• AIM OF THE TASK
Please copy out every line of the entries below, shifting each pixel coordinate in the answers up by 67 and keeping every other number unchanged. Leave the pictures out.
________________________
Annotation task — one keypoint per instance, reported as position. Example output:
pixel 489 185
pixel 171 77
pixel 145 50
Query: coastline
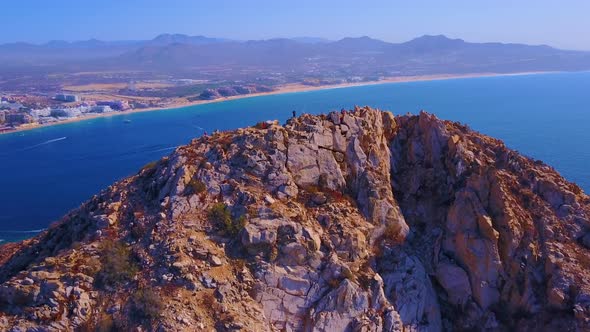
pixel 282 89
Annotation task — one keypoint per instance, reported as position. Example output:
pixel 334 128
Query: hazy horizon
pixel 526 22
________________________
• THE ANSWER
Annotation task — one keypoint per instance, reported as position. Example output:
pixel 489 185
pixel 171 77
pixel 145 50
Query: coastline
pixel 349 156
Annotation task — one keypoint per instance, reported as position. Example output:
pixel 334 128
Query: hazy horizon
pixel 593 89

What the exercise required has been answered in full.